>>>

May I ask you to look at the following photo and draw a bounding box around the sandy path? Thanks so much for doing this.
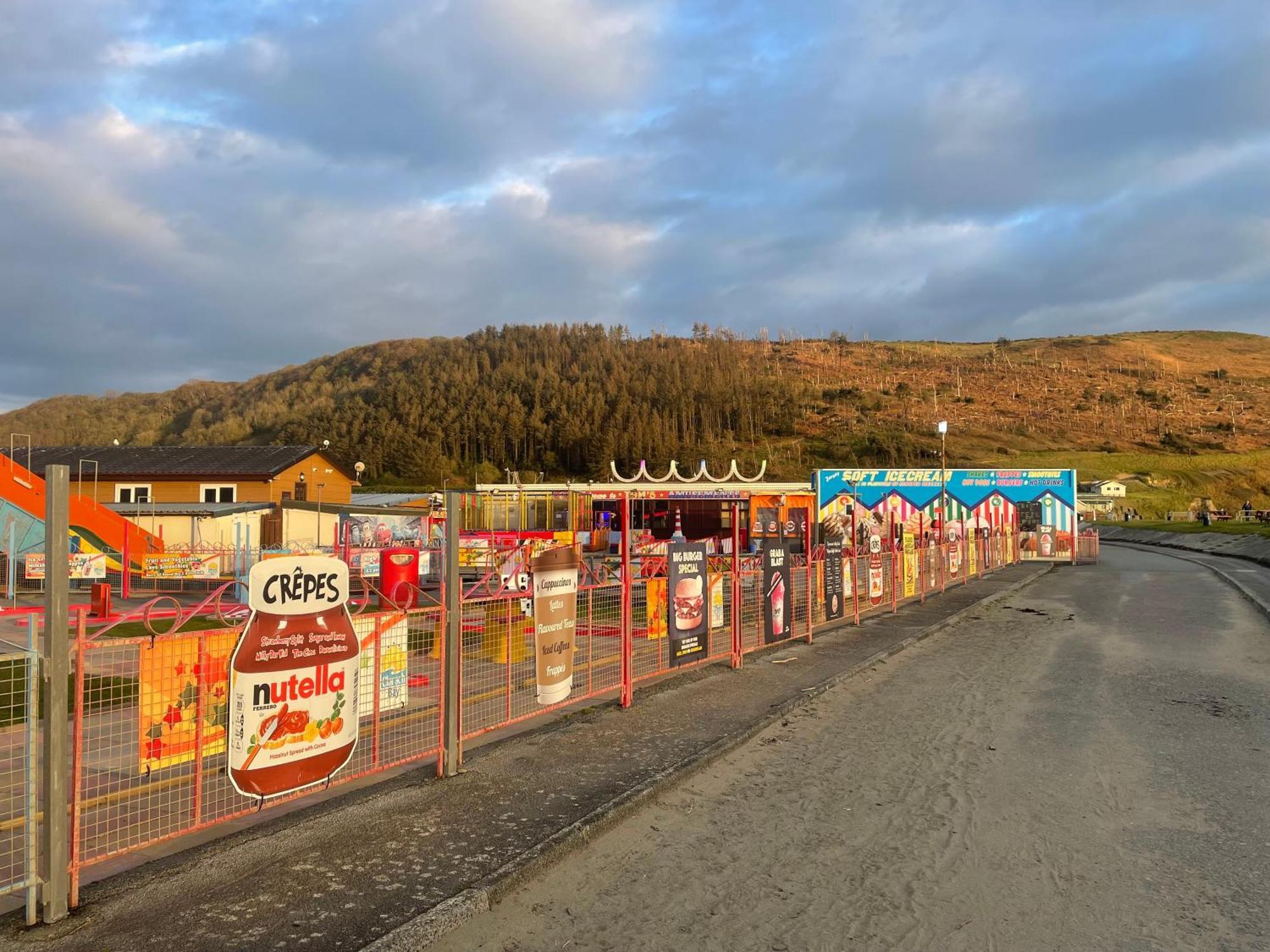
[437,551,1270,952]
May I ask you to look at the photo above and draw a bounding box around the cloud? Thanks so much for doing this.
[0,0,1270,405]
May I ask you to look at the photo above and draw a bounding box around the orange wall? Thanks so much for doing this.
[71,453,353,503]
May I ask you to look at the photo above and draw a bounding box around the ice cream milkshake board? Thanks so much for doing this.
[665,543,710,666]
[762,546,791,645]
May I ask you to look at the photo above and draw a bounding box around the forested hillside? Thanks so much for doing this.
[0,325,1270,485]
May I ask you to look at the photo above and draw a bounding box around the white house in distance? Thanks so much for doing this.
[1088,480,1125,499]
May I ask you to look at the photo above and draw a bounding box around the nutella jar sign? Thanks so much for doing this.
[229,556,361,797]
[665,543,710,666]
[763,546,792,645]
[530,546,578,704]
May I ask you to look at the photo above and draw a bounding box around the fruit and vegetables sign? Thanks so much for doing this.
[229,556,361,797]
[141,552,221,579]
[137,631,237,773]
[665,542,710,668]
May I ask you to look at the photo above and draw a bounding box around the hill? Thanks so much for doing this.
[0,325,1270,510]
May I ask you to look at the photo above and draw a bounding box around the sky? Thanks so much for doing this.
[0,0,1270,410]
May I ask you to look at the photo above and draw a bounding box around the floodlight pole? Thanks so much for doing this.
[939,420,949,545]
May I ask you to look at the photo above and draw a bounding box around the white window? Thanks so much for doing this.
[198,482,237,503]
[114,482,150,503]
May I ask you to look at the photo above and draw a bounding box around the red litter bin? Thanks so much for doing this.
[380,548,419,608]
[88,581,110,618]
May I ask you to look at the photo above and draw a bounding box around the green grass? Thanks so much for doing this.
[0,659,137,727]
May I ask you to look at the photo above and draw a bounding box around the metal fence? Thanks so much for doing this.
[22,523,1020,919]
[0,614,39,924]
[70,608,444,905]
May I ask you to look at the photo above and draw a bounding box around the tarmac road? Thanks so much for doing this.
[433,546,1270,952]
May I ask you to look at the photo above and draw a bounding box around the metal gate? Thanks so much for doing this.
[0,627,39,925]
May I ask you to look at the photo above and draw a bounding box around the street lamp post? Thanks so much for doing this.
[937,420,949,545]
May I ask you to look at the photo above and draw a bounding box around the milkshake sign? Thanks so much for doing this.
[763,546,791,645]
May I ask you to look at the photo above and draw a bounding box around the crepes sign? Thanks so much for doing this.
[665,542,710,668]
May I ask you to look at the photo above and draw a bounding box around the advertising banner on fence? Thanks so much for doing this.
[762,546,792,645]
[137,631,237,773]
[710,575,728,628]
[229,556,362,797]
[869,536,886,605]
[23,552,105,579]
[530,546,578,704]
[903,532,917,598]
[644,579,667,638]
[665,542,710,668]
[141,552,224,579]
[824,538,846,622]
[358,617,406,713]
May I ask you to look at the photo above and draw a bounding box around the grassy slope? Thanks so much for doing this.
[991,449,1270,526]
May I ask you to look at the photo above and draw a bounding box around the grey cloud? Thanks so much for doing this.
[0,0,1270,405]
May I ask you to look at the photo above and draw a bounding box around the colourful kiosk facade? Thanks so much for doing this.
[812,470,1077,561]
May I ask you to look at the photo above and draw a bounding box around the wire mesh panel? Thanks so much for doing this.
[71,608,444,901]
[460,583,627,737]
[0,637,39,924]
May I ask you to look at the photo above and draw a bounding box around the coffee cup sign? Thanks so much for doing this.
[530,546,578,704]
[229,556,361,797]
[869,536,886,605]
[665,543,710,666]
[824,538,846,621]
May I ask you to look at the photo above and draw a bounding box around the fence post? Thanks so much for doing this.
[441,490,464,777]
[23,614,39,925]
[617,493,635,707]
[730,503,745,668]
[5,520,18,607]
[851,548,860,626]
[803,519,815,645]
[41,466,70,923]
[119,523,132,598]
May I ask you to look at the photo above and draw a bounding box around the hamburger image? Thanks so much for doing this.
[674,575,705,631]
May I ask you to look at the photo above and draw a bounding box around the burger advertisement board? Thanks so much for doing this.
[824,538,845,622]
[665,542,710,668]
[762,546,792,645]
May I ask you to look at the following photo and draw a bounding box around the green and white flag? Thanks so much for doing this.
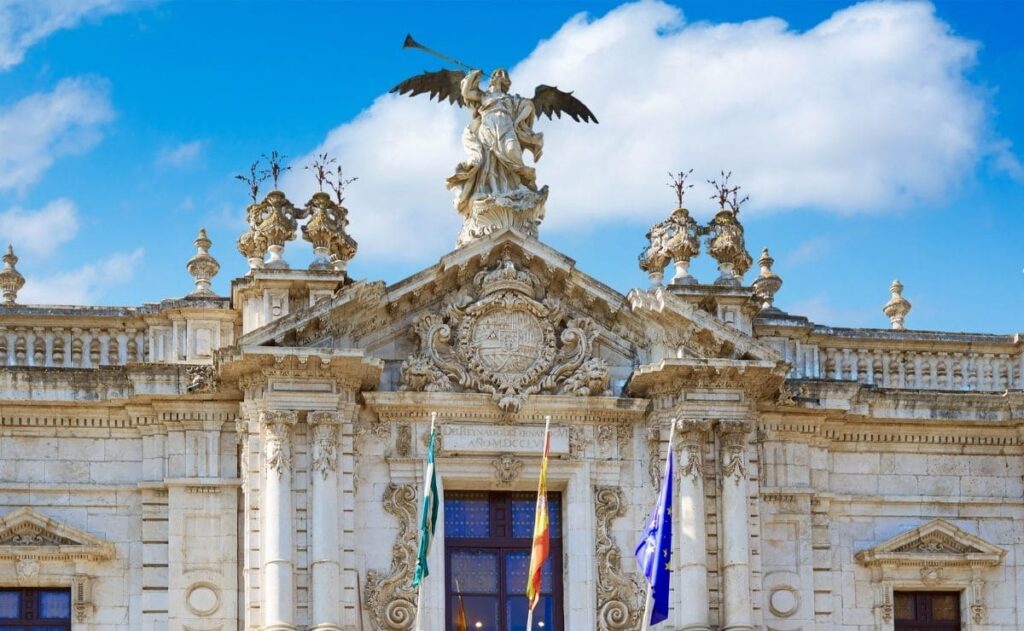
[413,419,440,587]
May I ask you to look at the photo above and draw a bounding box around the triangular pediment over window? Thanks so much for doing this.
[856,519,1007,567]
[0,507,115,561]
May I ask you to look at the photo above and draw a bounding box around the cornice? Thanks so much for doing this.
[362,392,649,424]
[626,359,787,402]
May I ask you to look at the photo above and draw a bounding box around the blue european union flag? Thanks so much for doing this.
[635,441,674,625]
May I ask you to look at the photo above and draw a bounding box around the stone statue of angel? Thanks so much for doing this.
[391,38,597,245]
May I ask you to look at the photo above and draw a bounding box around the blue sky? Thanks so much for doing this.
[0,0,1024,333]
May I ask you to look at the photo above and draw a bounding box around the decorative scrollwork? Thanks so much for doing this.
[594,487,644,631]
[364,485,417,631]
[401,252,610,413]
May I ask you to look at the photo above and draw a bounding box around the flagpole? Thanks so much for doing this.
[640,583,654,631]
[413,412,437,631]
[640,417,678,631]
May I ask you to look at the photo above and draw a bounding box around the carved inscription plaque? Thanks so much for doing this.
[441,423,569,456]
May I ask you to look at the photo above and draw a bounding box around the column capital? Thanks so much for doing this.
[715,419,754,441]
[306,410,343,425]
[676,418,712,443]
[259,410,299,427]
[259,410,299,478]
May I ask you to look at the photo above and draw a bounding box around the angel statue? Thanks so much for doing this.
[391,37,597,246]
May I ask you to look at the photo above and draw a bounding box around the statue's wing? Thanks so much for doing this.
[390,70,466,107]
[534,85,597,123]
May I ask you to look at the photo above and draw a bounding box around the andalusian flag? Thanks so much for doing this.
[526,416,551,615]
[413,414,440,587]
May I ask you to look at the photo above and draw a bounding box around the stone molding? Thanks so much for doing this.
[594,487,645,631]
[364,483,418,631]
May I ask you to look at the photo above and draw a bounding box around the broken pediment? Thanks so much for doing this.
[0,507,115,560]
[856,519,1007,567]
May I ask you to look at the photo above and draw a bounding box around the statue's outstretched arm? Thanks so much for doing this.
[461,70,483,104]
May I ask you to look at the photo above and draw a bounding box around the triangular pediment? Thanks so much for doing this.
[240,228,778,362]
[234,229,781,409]
[856,519,1007,566]
[0,507,115,560]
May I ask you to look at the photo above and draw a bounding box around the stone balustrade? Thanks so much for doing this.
[756,323,1024,391]
[0,298,237,369]
[0,324,150,368]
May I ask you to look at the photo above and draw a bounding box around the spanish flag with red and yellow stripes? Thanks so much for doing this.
[526,417,551,613]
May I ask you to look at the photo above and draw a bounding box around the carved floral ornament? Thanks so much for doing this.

<<<

[Task to complete]
Could you copy out every one of the records above word for word, leaving the pictures out of your answer?

[Answer in full]
May I ask you to look at the following photo and draw a bounding box around the sandy path? Thanks so much for doing this.
[437,551,1270,952]
May I ask you to look at the photo above and draw a bounding box around the cloud? Thanks so much for doing this.
[0,0,1270,405]
May I ask you to look at the photo above and draw a bounding box around the orange wall? Thanks so much for doing this.
[71,453,353,503]
May I ask you to look at the photo above and draw a bounding box around the ice cream milkshake board? Thanks so much for doing this.
[665,543,710,666]
[762,546,791,645]
May I ask you to look at the photo above and draw a bounding box around the forested hillside? Thanks so much for doing this.
[0,325,1270,485]
May I ask you to look at the photo above and draw a bounding box around the white house in distance? Thanks so much for doing this.
[1088,480,1125,499]
May I ask you to look at the photo above and draw a bounding box around the nutella jar sign? Thanks so much for doing this.
[229,556,361,797]
[665,543,710,666]
[763,546,792,645]
[530,546,578,704]
May I ask you to look at the photo above and draw a bounding box around the fruit and vegetables sign? Thanks so much for doing this.
[229,556,361,797]
[141,552,221,579]
[137,631,237,773]
[665,542,710,668]
May I ask you to look at the photo above and draw a bounding box around the hill? Thanks so much for doing this.
[0,325,1270,510]
May I ask you to look at the photo above and draw a bounding box around the sky? Thanks so much for doing this.
[0,0,1270,410]
May I ask you to look at the photo above and draw a bounding box around the floodlight pole? Thanks so much for doing this.
[939,420,949,545]
May I ask you to look at the photo above and draw a bounding box around the white window? Thanks so much for doing this.
[198,482,237,503]
[114,482,150,503]
May I ask you to look at the photo above and draw a bounding box around the red litter bin? Thanks so much for doing this.
[380,548,419,608]
[88,581,110,618]
May I ask you to look at the photo above and draw a bounding box around the green grass? Thanks so much for doing this.
[0,659,137,727]
May I ask you to look at the photo above and draw a bounding box around the metal fence? Thanks so much for doing this.
[22,523,1020,919]
[0,614,39,924]
[70,608,444,905]
May I ask you to look at the photo above and draw a bounding box around the tarmac road? Thanks so much for doing this.
[433,546,1270,952]
May I ask you to look at the photo above and draw a bounding box around the metal gate? Thanks so much for doing this.
[0,627,39,925]
May I ask you to look at the photo above and draw a bounding box around the street lamp post? Thanks so much for doing this.
[937,420,949,545]
May I ask you to look at the photo above and draw a bounding box around the milkshake sign? Thanks so much for doing this.
[763,546,791,645]
May I ask you to look at the photo above and draw a bounding box around the crepes sign? Thanks so much for doing this.
[665,542,710,668]
May I ask you to look at the photo above and draw a bounding box around the advertising banner on fence? Thanks so much for doing this.
[762,546,792,645]
[137,631,237,773]
[710,575,728,628]
[229,556,362,797]
[869,536,886,605]
[23,552,105,579]
[530,546,578,704]
[903,532,917,598]
[644,579,667,638]
[665,542,710,668]
[141,552,224,579]
[824,538,846,622]
[358,617,406,713]
May I ask you to look at the photo above and draw a bounding box around the grassy slope? Thanks so much for doing this.
[991,449,1270,526]
May I ask you to look at the photo above and draw a bounding box around the grey cloud? Thanks so much for doing this.
[0,0,1270,405]
May I ask you to look at the photo above and draw a bounding box around the colourful kiosk facade? Thanks so much for doing this.
[812,470,1077,561]
May I ask you to look at the photo above and draw a bounding box around the wire mesh panel? Thanks so much for doing this.
[71,608,444,901]
[460,583,627,737]
[0,637,39,924]
May I ask you to look at the photo above and draw a bounding box around the coffee cup sign? Thanks so much for doing this.
[530,546,578,704]
[229,556,361,797]
[869,536,886,605]
[665,543,710,666]
[824,538,846,621]
May I ask you to look at the photo above and draw a bounding box around the fence post? Thanks so much for doing this.
[441,490,464,777]
[23,614,39,925]
[617,493,635,707]
[730,503,745,668]
[5,520,18,607]
[851,548,860,626]
[803,519,815,645]
[41,466,70,923]
[119,523,132,598]
May I ask you to look at the photo above and draw a bounding box around the hamburger image? Thanks so much for doing this.
[674,575,705,631]
May I ask you to look at the photo above and draw a bounding box around the burger advertisement board? Thanks so much for doing this.
[824,538,845,622]
[665,542,710,668]
[762,546,792,645]
May I ask you to look at the following photo and draw a bounding box around the green and white flag? Thanks so much for doing this.
[413,419,440,587]
May I ask you to look at the photo above and draw a bounding box around the triangular pediment over window? Thanks so much for doing this.
[856,519,1007,567]
[0,507,115,561]
May I ask you to look at the photo above and draw a bounding box around the cornice? Thanks so much for doing this.
[362,392,649,424]
[626,359,787,402]
May I ask you to look at the photo above and draw a bounding box around the blue european union flag? Thanks so much for doing this.
[635,441,674,625]
May I ask you to look at the photo above and draw a bounding box around the stone statue of angel? Thanks so much for doing this.
[391,38,597,245]
May I ask you to look at the photo above and draw a bounding box around the blue sky? Thanks so much for doing this.
[0,0,1024,333]
May I ask you to look at the photo above and draw a bounding box around the decorative scrollwork? Thanks so much for doing this.
[594,487,644,631]
[364,485,417,631]
[401,252,610,413]
May I ask you to look at the photo above and draw a bounding box around the flagpole? Thanks so much for doing this.
[640,583,654,631]
[413,412,437,631]
[640,417,678,631]
May I ask you to look at the photo above and draw a bounding box around the carved inscription plaque? Thanks so much for doing this.
[441,423,569,456]
May I ask you to look at the photo above and draw a bounding box around the column capital? Thanks so much for doing this.
[715,419,754,441]
[306,410,343,425]
[676,418,712,443]
[259,410,299,427]
[259,410,299,478]
May I ask you to look at the photo above and draw a bounding box around the angel statue? Thanks so much for doing this.
[391,37,597,246]
May I ask you to look at the photo above and draw a bounding box around the statue's wing? Thanks so much for doing this.
[390,70,466,107]
[534,85,597,123]
May I ask you to look at the photo above and draw a bounding box around the andalusian flag? Thanks so much for doing this.
[526,416,551,615]
[413,414,440,587]
May I ask you to look at the photo above and draw a bounding box around the stone molding? Thanks so much for doing this.
[594,487,645,631]
[364,483,418,631]
May I ask you to look at the photo above and draw a bounding box around the broken pediment? Thanks so much for doing this.
[0,507,115,560]
[856,519,1007,567]
May I ask you to look at the photo above and draw a bounding box around the statue's outstretched arm? Thanks so much for doing this.
[461,70,483,104]
May I ask you to look at the photo above and draw a bounding box around the triangular pediment? Thanks so much for doing this.
[240,228,778,362]
[234,229,781,409]
[856,519,1007,566]
[0,507,115,560]
May I ask you to look at the photo above and draw a bounding box around the stone balustrade? Thanks so much for doing this.
[756,323,1024,391]
[0,298,237,369]
[0,324,150,368]
May I ask you to look at the photo above and draw a bounding box around the spanish flag with red and yellow stripes? Thanks so much for doing this.
[526,417,551,613]
May I ask you to look at the photo above and draw a bounding box around the carved floral ornament? Thanks so much for doing this.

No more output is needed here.